• What is being asked:
Entries follow. Give back exactly the lines starting at the one containing "# put a marker on the bowl rim, one" and ending at the one containing "# put a marker on the baby", and no other lines.

• Items from a data source:

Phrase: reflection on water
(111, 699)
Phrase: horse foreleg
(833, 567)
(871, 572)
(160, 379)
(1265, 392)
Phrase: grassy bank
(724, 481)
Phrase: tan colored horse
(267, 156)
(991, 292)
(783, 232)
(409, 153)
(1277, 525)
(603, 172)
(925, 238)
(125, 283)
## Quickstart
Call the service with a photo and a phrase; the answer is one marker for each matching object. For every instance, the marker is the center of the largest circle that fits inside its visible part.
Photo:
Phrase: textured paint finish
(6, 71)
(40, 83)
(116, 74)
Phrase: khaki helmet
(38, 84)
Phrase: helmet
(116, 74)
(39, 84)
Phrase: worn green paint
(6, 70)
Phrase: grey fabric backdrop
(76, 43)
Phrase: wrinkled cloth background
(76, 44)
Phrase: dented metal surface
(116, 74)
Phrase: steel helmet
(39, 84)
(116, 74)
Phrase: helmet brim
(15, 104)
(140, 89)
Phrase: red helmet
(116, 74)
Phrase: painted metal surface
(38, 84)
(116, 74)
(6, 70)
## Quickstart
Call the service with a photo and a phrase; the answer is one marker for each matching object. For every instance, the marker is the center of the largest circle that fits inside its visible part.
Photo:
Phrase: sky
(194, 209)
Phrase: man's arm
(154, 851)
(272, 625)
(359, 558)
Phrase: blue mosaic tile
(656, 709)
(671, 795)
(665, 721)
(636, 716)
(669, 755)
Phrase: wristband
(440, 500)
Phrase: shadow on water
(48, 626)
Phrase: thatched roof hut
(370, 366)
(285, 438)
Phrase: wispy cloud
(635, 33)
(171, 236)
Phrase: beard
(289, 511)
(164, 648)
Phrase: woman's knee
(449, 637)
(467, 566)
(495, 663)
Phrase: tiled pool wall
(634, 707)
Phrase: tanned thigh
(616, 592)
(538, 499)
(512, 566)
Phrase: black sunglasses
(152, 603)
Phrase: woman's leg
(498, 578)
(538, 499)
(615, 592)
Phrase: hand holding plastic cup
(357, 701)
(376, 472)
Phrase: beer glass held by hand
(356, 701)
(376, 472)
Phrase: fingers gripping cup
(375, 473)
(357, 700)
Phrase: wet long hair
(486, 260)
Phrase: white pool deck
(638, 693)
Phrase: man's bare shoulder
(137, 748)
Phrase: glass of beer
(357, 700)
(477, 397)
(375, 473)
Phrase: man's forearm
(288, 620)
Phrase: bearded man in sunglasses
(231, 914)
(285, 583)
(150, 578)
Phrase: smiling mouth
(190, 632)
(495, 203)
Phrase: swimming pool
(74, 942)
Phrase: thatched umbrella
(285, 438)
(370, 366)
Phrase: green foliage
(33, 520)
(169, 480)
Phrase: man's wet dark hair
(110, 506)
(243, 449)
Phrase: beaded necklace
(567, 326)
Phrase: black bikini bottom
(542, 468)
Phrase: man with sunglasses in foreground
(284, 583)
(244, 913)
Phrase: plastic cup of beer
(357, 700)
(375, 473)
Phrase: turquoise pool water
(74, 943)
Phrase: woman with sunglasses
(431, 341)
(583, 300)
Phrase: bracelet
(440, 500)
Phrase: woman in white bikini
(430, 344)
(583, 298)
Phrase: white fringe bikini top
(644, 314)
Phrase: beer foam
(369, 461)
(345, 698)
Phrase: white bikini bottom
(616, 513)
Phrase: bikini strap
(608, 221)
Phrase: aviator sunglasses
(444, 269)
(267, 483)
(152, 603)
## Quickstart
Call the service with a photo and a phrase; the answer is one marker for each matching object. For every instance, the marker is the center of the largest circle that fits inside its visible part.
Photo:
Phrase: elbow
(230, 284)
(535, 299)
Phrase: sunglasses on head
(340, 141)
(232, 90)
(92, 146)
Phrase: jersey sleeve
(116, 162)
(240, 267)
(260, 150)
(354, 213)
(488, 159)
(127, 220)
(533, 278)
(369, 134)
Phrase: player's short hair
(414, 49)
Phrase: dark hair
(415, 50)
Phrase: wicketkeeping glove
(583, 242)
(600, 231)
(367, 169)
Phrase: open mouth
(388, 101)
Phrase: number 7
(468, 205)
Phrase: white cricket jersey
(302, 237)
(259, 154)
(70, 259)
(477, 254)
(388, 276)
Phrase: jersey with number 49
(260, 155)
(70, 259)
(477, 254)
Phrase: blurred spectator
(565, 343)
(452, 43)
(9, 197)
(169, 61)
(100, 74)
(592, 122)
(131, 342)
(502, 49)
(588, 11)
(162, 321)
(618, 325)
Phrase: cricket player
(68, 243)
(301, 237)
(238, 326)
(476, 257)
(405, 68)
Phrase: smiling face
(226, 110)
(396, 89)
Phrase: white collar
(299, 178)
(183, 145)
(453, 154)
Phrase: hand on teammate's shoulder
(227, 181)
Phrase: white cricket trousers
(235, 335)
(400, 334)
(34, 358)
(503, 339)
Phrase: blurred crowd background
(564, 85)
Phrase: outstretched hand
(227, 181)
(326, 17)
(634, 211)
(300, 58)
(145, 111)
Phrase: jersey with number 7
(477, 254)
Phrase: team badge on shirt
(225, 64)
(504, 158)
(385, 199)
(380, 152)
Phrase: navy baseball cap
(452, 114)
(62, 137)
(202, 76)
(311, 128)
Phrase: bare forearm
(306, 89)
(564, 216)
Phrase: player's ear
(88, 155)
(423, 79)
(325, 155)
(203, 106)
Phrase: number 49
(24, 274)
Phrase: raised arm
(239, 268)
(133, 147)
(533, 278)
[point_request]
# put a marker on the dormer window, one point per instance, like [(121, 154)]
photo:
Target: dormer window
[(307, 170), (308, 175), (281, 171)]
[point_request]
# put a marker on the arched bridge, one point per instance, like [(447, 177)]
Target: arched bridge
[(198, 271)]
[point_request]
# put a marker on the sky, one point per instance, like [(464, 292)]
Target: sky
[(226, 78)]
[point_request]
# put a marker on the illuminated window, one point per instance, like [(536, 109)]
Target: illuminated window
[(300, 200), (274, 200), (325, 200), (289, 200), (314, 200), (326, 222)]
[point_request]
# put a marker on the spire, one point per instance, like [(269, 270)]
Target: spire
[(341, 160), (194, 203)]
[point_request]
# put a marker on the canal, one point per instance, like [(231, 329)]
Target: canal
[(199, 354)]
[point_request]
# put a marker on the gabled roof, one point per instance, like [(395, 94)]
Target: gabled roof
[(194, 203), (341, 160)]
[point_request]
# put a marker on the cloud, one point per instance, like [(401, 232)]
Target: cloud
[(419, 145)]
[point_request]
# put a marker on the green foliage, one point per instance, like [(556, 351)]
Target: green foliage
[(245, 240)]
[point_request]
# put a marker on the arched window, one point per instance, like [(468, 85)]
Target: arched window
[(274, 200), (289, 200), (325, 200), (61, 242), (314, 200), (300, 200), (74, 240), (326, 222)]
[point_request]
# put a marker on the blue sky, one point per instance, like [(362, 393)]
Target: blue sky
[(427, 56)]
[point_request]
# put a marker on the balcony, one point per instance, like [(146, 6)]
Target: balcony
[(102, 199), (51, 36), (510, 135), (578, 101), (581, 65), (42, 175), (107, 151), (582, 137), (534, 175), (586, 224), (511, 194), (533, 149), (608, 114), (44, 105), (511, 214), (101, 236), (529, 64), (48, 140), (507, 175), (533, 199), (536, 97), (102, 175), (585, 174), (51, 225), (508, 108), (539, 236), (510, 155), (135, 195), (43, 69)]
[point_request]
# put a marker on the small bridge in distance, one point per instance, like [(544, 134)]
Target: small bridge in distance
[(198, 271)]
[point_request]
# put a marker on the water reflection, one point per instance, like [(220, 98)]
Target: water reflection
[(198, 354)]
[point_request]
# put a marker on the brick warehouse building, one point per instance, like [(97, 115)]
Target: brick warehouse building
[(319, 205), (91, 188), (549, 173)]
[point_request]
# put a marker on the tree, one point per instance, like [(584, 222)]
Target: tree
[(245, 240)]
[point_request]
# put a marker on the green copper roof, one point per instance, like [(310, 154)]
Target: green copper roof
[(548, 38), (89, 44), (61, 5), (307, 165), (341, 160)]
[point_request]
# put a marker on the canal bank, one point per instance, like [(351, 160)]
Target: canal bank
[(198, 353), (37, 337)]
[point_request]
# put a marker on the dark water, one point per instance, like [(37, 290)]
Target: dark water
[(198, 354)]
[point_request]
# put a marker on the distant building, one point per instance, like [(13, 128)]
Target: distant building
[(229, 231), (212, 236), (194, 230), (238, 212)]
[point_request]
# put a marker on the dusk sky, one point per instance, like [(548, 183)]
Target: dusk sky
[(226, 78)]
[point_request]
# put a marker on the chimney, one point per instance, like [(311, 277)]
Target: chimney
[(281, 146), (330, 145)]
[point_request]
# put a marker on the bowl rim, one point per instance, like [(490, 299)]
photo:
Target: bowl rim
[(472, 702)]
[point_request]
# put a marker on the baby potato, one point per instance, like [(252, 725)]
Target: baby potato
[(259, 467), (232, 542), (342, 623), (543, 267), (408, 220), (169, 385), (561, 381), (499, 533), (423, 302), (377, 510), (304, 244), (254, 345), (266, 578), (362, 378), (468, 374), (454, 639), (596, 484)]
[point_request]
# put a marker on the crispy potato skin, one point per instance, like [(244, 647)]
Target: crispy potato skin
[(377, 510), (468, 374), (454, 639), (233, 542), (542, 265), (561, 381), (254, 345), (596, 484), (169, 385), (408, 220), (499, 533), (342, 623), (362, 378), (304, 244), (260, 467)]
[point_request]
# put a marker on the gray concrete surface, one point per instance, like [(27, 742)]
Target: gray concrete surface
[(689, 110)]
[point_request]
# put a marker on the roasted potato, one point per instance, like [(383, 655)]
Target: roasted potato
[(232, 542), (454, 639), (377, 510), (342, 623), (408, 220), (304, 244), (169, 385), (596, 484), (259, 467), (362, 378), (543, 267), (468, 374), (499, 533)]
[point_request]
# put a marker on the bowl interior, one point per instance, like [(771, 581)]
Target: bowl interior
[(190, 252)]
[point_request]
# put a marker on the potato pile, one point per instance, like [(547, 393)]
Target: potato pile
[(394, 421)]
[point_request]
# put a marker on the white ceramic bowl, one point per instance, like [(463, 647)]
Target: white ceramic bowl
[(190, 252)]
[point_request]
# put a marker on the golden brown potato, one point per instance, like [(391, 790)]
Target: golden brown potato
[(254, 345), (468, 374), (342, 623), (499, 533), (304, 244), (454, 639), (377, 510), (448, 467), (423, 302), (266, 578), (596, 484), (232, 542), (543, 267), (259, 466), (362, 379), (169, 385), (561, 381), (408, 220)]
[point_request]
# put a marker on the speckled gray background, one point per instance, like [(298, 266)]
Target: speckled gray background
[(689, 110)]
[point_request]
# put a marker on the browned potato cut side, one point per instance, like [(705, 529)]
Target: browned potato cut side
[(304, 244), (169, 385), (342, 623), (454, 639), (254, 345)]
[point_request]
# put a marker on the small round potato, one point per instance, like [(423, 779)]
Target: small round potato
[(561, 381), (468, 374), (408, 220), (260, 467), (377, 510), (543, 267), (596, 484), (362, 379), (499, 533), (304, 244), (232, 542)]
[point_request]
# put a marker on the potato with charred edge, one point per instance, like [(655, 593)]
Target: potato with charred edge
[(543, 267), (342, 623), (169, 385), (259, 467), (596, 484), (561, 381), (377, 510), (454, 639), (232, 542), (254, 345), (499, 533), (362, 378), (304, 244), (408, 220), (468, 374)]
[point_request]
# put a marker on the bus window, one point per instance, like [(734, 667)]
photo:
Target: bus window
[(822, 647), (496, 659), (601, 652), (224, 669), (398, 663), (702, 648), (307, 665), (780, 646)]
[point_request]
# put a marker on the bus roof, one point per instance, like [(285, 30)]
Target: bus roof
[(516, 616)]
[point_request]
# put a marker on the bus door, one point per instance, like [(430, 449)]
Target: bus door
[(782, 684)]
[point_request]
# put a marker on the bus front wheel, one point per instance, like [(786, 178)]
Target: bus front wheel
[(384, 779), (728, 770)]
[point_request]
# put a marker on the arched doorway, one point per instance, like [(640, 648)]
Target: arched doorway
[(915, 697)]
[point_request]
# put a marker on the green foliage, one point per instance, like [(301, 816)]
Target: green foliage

• Your response:
# put a marker on the bowl rim, one point per instance, like [(490, 299)]
photo:
Target: bowl rim
[(472, 702)]
[point_request]
# put a marker on the baby potato, one point per instance, like [(252, 725)]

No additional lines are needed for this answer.